◆ **Data for processing**
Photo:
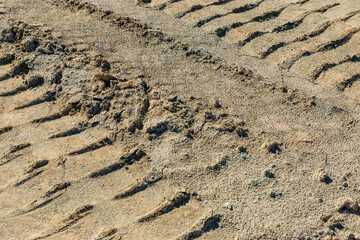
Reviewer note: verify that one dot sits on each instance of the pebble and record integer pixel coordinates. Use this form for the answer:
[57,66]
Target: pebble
[269,174]
[275,194]
[99,45]
[228,205]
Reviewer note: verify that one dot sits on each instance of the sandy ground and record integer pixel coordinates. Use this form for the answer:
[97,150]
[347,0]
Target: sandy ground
[187,119]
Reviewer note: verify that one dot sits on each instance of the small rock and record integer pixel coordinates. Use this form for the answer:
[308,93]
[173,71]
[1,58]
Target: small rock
[99,45]
[273,147]
[92,107]
[143,1]
[29,44]
[6,58]
[242,149]
[323,176]
[269,174]
[276,194]
[348,205]
[34,81]
[228,205]
[217,104]
[242,132]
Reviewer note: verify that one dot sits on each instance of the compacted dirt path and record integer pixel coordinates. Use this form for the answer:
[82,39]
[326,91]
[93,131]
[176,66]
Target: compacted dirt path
[179,119]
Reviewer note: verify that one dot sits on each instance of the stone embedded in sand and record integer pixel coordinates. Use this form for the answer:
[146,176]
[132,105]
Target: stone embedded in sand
[217,103]
[271,147]
[348,205]
[241,132]
[276,194]
[229,206]
[6,58]
[34,81]
[92,107]
[104,77]
[323,176]
[29,44]
[269,174]
[7,35]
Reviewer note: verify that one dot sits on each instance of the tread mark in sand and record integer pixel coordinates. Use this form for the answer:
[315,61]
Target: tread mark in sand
[92,147]
[67,133]
[46,97]
[205,225]
[283,28]
[324,48]
[197,7]
[11,156]
[70,221]
[321,29]
[133,156]
[141,185]
[222,31]
[177,200]
[348,83]
[325,67]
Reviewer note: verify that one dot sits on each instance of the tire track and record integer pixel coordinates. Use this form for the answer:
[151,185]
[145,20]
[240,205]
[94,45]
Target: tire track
[177,200]
[237,10]
[205,225]
[323,48]
[285,27]
[327,66]
[221,32]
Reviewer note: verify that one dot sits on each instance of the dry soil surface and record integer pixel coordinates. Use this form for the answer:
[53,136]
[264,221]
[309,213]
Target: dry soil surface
[179,119]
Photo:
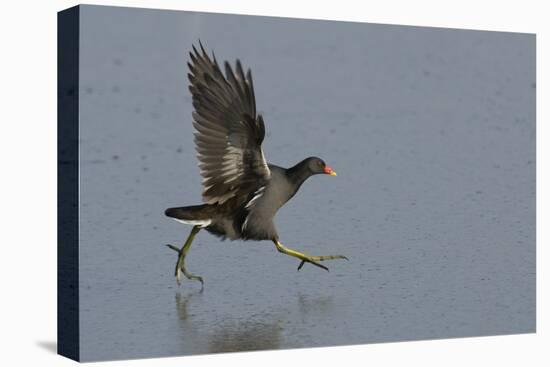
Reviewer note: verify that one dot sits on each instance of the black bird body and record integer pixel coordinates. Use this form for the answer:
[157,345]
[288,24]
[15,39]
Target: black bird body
[241,191]
[249,217]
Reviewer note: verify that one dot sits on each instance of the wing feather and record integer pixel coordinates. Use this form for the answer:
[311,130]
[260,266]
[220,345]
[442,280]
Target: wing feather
[229,133]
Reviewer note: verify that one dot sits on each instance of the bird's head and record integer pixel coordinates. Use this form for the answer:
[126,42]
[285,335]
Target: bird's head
[318,166]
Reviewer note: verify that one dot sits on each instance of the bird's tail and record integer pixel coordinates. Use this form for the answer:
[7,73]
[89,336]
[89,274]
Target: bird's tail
[200,215]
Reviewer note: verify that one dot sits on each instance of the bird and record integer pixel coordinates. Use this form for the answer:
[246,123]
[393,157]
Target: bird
[241,191]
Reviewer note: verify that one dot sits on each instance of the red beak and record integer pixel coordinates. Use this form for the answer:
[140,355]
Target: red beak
[329,171]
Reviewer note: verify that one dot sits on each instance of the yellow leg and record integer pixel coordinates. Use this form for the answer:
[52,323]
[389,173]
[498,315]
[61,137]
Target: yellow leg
[180,264]
[306,258]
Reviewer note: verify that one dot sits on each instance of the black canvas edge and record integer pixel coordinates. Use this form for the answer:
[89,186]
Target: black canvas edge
[68,331]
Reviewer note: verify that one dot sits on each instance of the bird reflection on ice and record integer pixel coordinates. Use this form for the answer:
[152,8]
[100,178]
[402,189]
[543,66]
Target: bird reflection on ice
[232,335]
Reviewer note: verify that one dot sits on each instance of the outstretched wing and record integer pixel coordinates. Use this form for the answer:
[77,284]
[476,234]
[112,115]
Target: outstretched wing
[228,133]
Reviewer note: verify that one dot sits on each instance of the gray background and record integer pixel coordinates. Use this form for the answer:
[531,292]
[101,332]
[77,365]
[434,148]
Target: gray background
[431,131]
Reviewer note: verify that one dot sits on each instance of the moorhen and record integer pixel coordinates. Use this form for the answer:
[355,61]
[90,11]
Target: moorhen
[241,191]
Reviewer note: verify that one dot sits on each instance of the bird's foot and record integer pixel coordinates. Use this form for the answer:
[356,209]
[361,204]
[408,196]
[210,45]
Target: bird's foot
[314,260]
[306,258]
[180,267]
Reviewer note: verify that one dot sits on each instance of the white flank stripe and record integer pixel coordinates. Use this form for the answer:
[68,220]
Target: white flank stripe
[202,223]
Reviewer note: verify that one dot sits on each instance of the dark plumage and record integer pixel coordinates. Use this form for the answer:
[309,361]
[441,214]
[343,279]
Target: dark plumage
[241,191]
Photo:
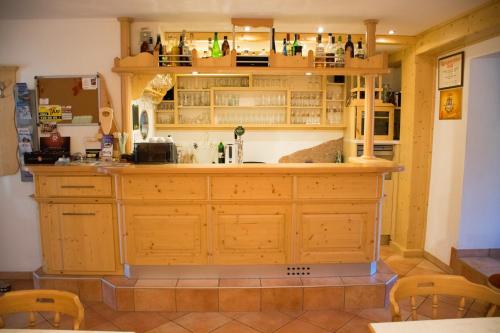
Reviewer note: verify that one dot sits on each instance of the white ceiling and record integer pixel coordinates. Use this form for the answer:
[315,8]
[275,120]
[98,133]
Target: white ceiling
[407,17]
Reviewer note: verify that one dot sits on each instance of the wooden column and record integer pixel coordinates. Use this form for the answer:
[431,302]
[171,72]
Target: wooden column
[125,36]
[369,93]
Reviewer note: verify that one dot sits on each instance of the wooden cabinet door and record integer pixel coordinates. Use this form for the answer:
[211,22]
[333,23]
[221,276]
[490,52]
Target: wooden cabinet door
[336,233]
[251,234]
[78,237]
[165,235]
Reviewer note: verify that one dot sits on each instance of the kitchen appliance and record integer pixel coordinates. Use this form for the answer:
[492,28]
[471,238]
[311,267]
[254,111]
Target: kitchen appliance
[383,123]
[155,152]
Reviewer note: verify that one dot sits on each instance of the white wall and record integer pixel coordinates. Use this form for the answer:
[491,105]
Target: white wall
[49,47]
[480,222]
[447,170]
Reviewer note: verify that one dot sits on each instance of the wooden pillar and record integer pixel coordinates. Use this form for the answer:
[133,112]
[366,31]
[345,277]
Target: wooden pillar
[126,89]
[369,93]
[125,36]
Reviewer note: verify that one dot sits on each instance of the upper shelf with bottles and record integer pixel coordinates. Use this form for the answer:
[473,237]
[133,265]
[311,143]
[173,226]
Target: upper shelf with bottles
[187,53]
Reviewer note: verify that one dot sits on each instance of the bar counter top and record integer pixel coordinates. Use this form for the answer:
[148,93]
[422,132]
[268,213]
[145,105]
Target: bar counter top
[262,168]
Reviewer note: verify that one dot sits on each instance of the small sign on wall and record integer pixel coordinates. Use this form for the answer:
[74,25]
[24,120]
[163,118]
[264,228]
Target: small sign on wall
[450,104]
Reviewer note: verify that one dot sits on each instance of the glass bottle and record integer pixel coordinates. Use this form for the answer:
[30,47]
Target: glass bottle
[225,47]
[330,51]
[339,53]
[349,47]
[216,52]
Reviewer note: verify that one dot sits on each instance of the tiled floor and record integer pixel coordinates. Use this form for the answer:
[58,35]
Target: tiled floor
[98,316]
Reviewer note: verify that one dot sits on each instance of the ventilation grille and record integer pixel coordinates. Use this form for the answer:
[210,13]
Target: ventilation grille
[298,270]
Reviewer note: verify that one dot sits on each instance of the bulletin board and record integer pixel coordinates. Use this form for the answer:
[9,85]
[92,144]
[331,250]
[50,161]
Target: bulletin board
[70,99]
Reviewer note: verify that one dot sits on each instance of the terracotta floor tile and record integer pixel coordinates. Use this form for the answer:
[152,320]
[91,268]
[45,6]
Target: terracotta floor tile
[356,325]
[156,283]
[235,327]
[197,283]
[169,327]
[322,281]
[105,311]
[299,326]
[328,319]
[235,283]
[139,322]
[265,322]
[202,322]
[285,282]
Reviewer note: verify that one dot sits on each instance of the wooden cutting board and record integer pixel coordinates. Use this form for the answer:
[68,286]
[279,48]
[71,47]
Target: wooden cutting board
[8,136]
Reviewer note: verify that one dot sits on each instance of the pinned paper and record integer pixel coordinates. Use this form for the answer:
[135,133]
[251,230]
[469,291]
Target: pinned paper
[89,83]
[49,113]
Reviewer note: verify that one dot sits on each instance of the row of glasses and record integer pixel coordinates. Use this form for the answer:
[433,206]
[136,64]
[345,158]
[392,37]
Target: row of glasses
[200,82]
[194,98]
[194,116]
[306,116]
[306,99]
[261,116]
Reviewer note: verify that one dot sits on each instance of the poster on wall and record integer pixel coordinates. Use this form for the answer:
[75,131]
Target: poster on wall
[451,71]
[450,104]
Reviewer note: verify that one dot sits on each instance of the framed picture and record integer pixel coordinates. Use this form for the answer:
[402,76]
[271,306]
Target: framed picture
[450,104]
[451,71]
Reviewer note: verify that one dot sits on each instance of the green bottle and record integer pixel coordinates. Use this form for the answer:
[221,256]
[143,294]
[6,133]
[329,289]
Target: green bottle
[216,52]
[220,150]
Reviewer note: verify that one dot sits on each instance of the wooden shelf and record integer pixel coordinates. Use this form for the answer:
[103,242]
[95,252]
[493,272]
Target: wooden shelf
[251,126]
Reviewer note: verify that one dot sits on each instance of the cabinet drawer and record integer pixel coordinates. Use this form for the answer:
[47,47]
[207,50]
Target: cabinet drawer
[74,186]
[340,186]
[164,187]
[252,187]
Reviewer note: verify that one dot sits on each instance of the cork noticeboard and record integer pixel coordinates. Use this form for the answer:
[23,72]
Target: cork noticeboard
[76,98]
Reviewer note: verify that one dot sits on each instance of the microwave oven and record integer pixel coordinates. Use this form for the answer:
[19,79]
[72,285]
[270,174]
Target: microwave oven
[383,123]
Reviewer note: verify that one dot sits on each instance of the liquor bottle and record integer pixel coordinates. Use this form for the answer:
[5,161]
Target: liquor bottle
[295,44]
[349,47]
[273,43]
[289,46]
[216,52]
[339,53]
[330,51]
[320,52]
[220,150]
[225,47]
[360,52]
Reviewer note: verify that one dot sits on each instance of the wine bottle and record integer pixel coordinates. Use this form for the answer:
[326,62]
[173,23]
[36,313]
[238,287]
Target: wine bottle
[349,47]
[216,52]
[295,44]
[225,47]
[289,48]
[320,52]
[220,150]
[360,52]
[339,53]
[273,43]
[330,51]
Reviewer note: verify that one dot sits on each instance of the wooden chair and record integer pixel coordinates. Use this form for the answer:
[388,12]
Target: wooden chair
[42,300]
[453,285]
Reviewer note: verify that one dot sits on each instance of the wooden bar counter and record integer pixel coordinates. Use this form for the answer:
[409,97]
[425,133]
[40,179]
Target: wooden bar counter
[250,214]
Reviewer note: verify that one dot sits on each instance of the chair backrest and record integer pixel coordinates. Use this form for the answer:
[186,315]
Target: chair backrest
[435,285]
[42,300]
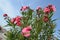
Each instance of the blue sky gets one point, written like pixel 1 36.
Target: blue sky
pixel 11 7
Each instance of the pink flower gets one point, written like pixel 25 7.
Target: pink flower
pixel 26 31
pixel 13 20
pixel 5 15
pixel 24 8
pixel 16 21
pixel 52 8
pixel 45 19
pixel 47 10
pixel 38 8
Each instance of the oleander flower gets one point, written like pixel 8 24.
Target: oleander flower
pixel 45 19
pixel 16 20
pixel 4 15
pixel 26 31
pixel 24 8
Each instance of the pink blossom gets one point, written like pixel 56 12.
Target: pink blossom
pixel 47 10
pixel 26 31
pixel 45 19
pixel 38 8
pixel 5 15
pixel 16 20
pixel 24 8
pixel 52 8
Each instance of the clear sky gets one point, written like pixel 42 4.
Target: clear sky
pixel 11 7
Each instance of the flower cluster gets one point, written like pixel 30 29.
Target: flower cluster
pixel 16 21
pixel 26 31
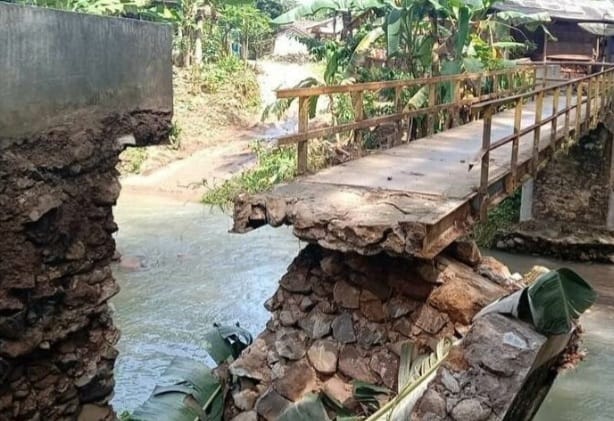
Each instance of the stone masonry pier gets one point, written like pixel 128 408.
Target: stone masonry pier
pixel 77 90
pixel 339 317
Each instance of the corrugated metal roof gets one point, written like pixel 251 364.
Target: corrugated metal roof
pixel 593 10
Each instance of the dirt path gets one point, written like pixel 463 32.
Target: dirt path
pixel 228 152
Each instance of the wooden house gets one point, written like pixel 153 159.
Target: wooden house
pixel 573 41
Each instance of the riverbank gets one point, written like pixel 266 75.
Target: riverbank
pixel 213 149
pixel 193 269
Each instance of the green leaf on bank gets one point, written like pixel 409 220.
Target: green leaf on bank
pixel 557 299
pixel 309 408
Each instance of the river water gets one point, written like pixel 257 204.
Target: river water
pixel 193 273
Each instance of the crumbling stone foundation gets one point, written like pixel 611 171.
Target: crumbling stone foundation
pixel 57 338
pixel 341 317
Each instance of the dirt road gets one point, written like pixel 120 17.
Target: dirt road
pixel 230 152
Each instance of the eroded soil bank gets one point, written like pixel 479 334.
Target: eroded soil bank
pixel 571 205
pixel 57 337
pixel 341 317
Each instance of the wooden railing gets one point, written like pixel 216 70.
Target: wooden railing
pixel 442 112
pixel 581 94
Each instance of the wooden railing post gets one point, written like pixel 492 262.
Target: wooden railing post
pixel 568 100
pixel 303 125
pixel 578 110
pixel 555 111
pixel 430 121
pixel 539 108
pixel 359 115
pixel 456 98
pixel 516 144
pixel 589 101
pixel 398 106
pixel 483 190
pixel 603 94
pixel 478 92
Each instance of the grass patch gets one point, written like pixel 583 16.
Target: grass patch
pixel 273 166
pixel 500 218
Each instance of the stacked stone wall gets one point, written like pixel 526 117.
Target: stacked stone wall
pixel 340 317
pixel 57 338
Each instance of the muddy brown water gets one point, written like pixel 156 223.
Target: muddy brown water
pixel 185 272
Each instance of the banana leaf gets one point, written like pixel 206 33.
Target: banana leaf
pixel 194 393
pixel 367 394
pixel 312 7
pixel 226 341
pixel 557 299
pixel 309 408
pixel 363 47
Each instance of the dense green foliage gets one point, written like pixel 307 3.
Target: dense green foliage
pixel 500 218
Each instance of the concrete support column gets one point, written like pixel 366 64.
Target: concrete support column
pixel 526 201
pixel 609 155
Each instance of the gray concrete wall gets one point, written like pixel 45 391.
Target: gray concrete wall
pixel 60 67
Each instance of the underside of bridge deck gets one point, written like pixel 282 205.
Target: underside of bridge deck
pixel 411 200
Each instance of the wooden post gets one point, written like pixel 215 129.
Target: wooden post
pixel 589 101
pixel 578 110
pixel 603 95
pixel 478 93
pixel 539 108
pixel 359 115
pixel 430 128
pixel 303 126
pixel 555 110
pixel 483 190
pixel 398 106
pixel 568 109
pixel 456 98
pixel 516 142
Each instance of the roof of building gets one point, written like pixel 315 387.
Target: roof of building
pixel 577 10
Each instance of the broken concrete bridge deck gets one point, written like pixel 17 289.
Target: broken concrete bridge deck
pixel 411 200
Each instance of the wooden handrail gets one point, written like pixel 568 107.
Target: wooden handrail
pixel 389 84
pixel 492 90
pixel 521 77
pixel 599 90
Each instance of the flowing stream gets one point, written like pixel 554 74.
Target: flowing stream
pixel 183 272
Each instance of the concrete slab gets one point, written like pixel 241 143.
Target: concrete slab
pixel 411 200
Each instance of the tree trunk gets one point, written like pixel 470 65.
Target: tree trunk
pixel 346 18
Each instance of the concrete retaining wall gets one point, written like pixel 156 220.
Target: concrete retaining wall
pixel 59 67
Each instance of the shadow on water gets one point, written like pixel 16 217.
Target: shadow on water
pixel 586 393
pixel 193 273
pixel 186 272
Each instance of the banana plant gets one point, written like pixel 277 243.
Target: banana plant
pixel 552 304
pixel 191 391
pixel 415 373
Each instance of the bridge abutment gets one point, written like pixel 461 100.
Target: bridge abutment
pixel 337 318
pixel 567 211
pixel 79 89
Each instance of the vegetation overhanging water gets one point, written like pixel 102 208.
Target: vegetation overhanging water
pixel 191 273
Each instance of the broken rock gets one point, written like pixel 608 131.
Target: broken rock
pixel 323 356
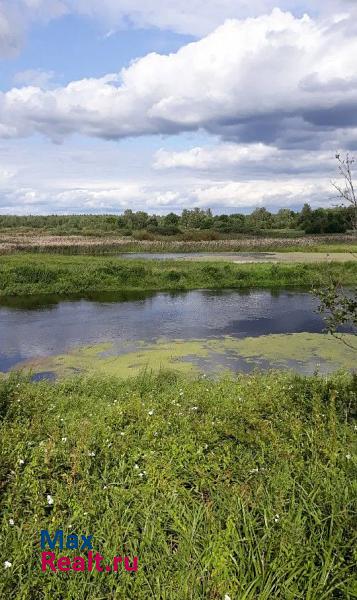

◆ **Written problem**
How many of the lines above contain the string "flowing"? Case counts. Reply with the number alone.

◆ **Output for this exercise**
2